2. MEET ME IN ST. LOUIS (1944): Vincente Minnelli directed
Judy Garland up the Hollywood diva ladder by proving her to be a sensitive
actress and a musical dynamo. This colorful classic about small-town Americana
was released during WWIl. It has an undercurrent of complex, dark emotions
that are expressed through the youngest child, played by Margaret O'Brien.
Her once-happy large family is told it's moving to New York City. Her
small but safe world is rocked by grown-ups who don't take her as seriously
as they take themselves. Waiting for Santa, she's filled with anger, confusion
and fear for the future. When Garland tries to soothe her kid sister's
heartbreak and her own by singing "Have Yourself a Merry Little Christmas,"
it's even more poignant today in our post-9/11 America.
1. HOLIDAY INN (1942): Bing Crosby reprised the song
'White Christmas" in the movie BLUE SKIES and again in the 1954 musical
with Rosemary Clooney named after the yuletide tune that he introduced
in this picture. Crosby and Fred Astaire are two top Manhattan entertainers
who are best buddies yet battle over babes. One buys a nightclub in Connecticut
that's open just on holidays. For this movie, Irving Berlin also wrote
songs for Thanksgiving and New Year's Eve that, oddly, are pretty much
ignored today. The number for Lincoln's Day (remember that?) is politically
incorrect but - oh, baby-dig Fred's firecracker tap dance for the 4th
of July. The dance master was in his early 40s when he did it. Gimme an
"Amen” on that and God Bless America!

============================================================

▸ Problems
a - Can you condense the paragraph beginning "1. HOLIDAY INN (1942)" in the holiday movie list into a short bulleted list of its main facts?
b - Would you transcribe the part of the holiday movie list starting at "2. MEET ME IN" and ending at "our post-9/11 America."?
You won't need the records.

▸ Stored records
============================================================

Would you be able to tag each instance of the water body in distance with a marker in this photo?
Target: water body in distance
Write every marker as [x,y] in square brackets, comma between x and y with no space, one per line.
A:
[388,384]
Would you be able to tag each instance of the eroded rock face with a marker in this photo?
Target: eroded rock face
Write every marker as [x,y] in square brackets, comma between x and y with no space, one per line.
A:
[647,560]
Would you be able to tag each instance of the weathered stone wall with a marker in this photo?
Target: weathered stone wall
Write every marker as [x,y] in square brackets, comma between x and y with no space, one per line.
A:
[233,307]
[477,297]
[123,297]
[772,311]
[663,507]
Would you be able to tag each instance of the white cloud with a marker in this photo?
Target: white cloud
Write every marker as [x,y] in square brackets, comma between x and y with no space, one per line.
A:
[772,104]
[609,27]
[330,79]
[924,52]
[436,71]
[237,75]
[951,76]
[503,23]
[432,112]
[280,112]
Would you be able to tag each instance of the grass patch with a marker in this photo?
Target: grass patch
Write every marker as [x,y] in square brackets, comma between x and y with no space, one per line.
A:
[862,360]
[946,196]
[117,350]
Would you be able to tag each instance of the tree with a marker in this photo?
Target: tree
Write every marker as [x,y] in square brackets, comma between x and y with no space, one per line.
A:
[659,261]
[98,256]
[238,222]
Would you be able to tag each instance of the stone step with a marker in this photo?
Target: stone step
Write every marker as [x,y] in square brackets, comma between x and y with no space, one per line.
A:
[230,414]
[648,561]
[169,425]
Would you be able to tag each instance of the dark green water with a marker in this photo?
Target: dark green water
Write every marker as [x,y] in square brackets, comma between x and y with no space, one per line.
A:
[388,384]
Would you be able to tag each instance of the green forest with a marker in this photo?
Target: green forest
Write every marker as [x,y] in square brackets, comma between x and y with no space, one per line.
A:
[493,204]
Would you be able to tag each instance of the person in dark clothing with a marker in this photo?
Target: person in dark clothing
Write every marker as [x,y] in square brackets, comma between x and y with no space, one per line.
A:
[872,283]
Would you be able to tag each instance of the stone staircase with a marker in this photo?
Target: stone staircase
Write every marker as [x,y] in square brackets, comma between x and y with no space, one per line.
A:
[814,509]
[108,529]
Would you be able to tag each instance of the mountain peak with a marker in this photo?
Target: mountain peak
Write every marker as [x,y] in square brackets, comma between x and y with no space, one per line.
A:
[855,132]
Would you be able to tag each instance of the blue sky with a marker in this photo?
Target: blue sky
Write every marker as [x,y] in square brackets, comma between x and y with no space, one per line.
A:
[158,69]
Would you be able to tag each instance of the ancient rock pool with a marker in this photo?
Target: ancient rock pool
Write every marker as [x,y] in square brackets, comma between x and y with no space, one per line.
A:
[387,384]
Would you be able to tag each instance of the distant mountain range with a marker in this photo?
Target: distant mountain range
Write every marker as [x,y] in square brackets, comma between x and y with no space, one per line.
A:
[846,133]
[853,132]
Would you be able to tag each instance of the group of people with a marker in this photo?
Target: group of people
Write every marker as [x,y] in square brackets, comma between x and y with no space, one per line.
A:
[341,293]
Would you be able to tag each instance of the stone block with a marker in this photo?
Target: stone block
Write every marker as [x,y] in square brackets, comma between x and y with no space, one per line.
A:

============================================================

▸ Exercise responses
a -
- Bing Crosby introduced "White Christmas" in Holiday Inn (1942). He sang it again in Blue Skies and in the 1954 musical with Rosemary Clooney that is named after the song.
- Crosby and Fred Astaire play two top Manhattan entertainers who are best friends but compete over women.
- One of them buys a Connecticut nightclub that is open only on holidays.
- Irving Berlin also wrote Thanksgiving and New Year's Eve songs for the film. Those songs are largely ignored today.
- The Lincoln's Day number is politically incorrect.
- Astaire, then in his early 40s, performs a firecracker tap dance for the 4th of July.

b -
2. MEET ME IN ST. LOUIS (1944): Vincente Minnelli directed
Judy Garland up the Hollywood diva ladder by proving her to be a sensitive
actress and a musical dynamo. This colorful classic about small-town Americana
was released during WWIl. It has an undercurrent of complex, dark emotions
that are expressed through the youngest child, played by Margaret O'Brien.
Her once-happy large family is told it's moving to New York City. Her
small but safe world is rocked by grown-ups who don't take her as seriously
as they take themselves. Waiting for Santa, she's filled with anger, confusion
and fear for the future. When Garland tries to soothe her kid sister's
heartbreak and her own by singing "Have Yourself a Merry Little Christmas,"
it's even more poignant today in our post-9/11 America.